_PAGE EXTRACT_.
----

OBBBA Is Coming. Here’s How Hospitals Can Get Ahead—Without Burning Out Your Teams 

By Nick McLaughlin, Founder and CEO of Breez Health 

On a busy Tuesday, your ED fills with familiar faces. A diabetic patient who’s been stable for years is suddenly in crisis. A young mom is back with her child’s asthma attack. A retiree arrives with chest pain after skipping medications. None of them wanted to wait this long to seek care. Their coverage slipped—paperwork missed, income verified late, an eligibility quirk—and they waited until symptoms forced their hand. 

This is the reality of coverage churn. And OBBBA—the One Big Beautiful Bill Act (OBBBA)—will push it further into the foreground. For hospitals already playing financial and operational triage, OBBBA isn’t just another policy update. It’s a stress test of your financial clearance model, your staffing, and your ability to maintain patient confidence under scrutiny. 

Medicaid Redeterminations and Coverage Churn: The Hidden Strain on Hospital Revenue 

Over the next decade, federal support for Medicaid tightens, marketplace subsidies roll back, and redeterminations happen more often. Patients bounce in and out of eligibility. On paper, that looks like routine administration. In practice, it looks like skipped doctor’s visits and ED admissions that should have been primary-care encounters.

----

_ACTIVITIES_.
A. Answer these questions using the article on OBBBA and hospital coverage churn:
(i) What position does the author hold at Breez Health?
(ii) What is the full name behind the abbreviation OBBBA?
(iii) Which three changes does the article say will happen over the next decade?
B. List every patient described in the emergency department scenario that opens the article on OBBBA and hospital coverage churn.
C. Extend the article on OBBBA and hospital coverage churn, starting after its final sentence.

_DATASET RECORDS_.
----

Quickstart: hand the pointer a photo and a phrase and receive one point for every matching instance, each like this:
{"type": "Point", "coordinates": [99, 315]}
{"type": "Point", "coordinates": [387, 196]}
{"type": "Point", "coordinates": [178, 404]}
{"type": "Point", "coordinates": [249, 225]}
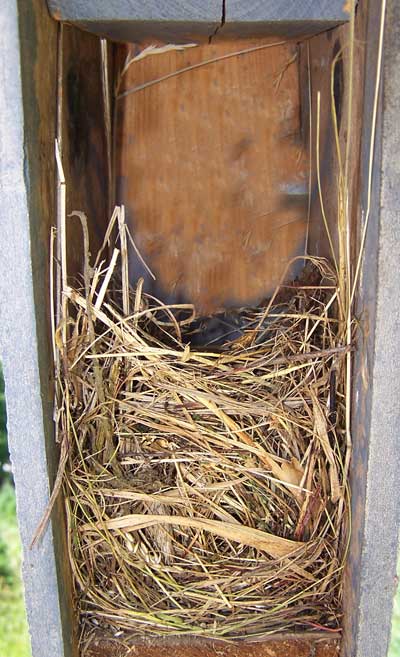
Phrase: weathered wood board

----

_NUMBERED RESPONSES_.
A.
(i) Founder and CEO.
(ii) The One Big Beautiful Bill Act.
(iii) Federal support for Medicaid tightens, marketplace subsidies roll back, and redeterminations happen more often.

B.
- A diabetic patient who has been stable for years and is suddenly in crisis
- A young mom who is back with her child's asthma attack
- A retiree who arrives with chest pain after skipping medications

C.
Hospitals take the hit twice.  

First, when coverage lapses and services go unpaid. Second, when untreated issues become acute and expensive. Meanwhile, the administrative load creeps upward: more calls, more forms, more verifications, more appeals—often landing on financial assistance teams already stretched thin. 

OBBBA and the End of Reactive Financial Assistance: How Hospitals Must Adapt 

For years, many organizations relied on a reactive model: help the uninsured and help the insured when they ask. It made sense when churn was a blip. But churn is becoming the pattern. 

Many hospitals still depend on patients to come forward for assistance, but the new mandate is proactive. Identify risk before coverage lapses. Reach out before a bill is missed. Screen upstream, not after the fact. That shift is good for patients and essential for margins—but it’s not feasible if your financial assistance teams are still buried in paper packets, piecing together income proofs, and chasing missing documents. 

How to Modernize Financial Assistance Under OBBBA 

The right workflows free staff for higher-value work, deliver faster, more defensible determinations, and make screening a seamless part of the care journey. 

Here’s how to get there without a massive overhaul: 

  1. Start with the policy.
    If your Financial Assistance Policy is outdated or has so many discount tiers that no two financial counselors decide the same way, simplify. Most high-functioning teams operate with two or three clear tiers, transparent criteria, and documentation standards designed for digital, not filing cabinets. Consistency isn’t just tidy. It’s audit protection. 
  2.  Digitize the front end.
    Mobile-first applications let patients submit in minutes—snapping photos of documents, signing on their phones, and getting clear next steps. The team’s role shifts from paper-chase to problem-solve: coaching the tough cases and closing gaps that software can’t.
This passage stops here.